> [Task to complete] Take the data below and repeat it exactly.

> [Supplied material]
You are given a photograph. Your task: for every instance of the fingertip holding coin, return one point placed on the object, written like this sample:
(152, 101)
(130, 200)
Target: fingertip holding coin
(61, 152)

> [Written reply]
You are given a photograph. Your task: for every instance of the fingertip holding coin, return one point placed on the object, written like this sample:
(152, 101)
(130, 200)
Target: fingertip holding coin
(61, 152)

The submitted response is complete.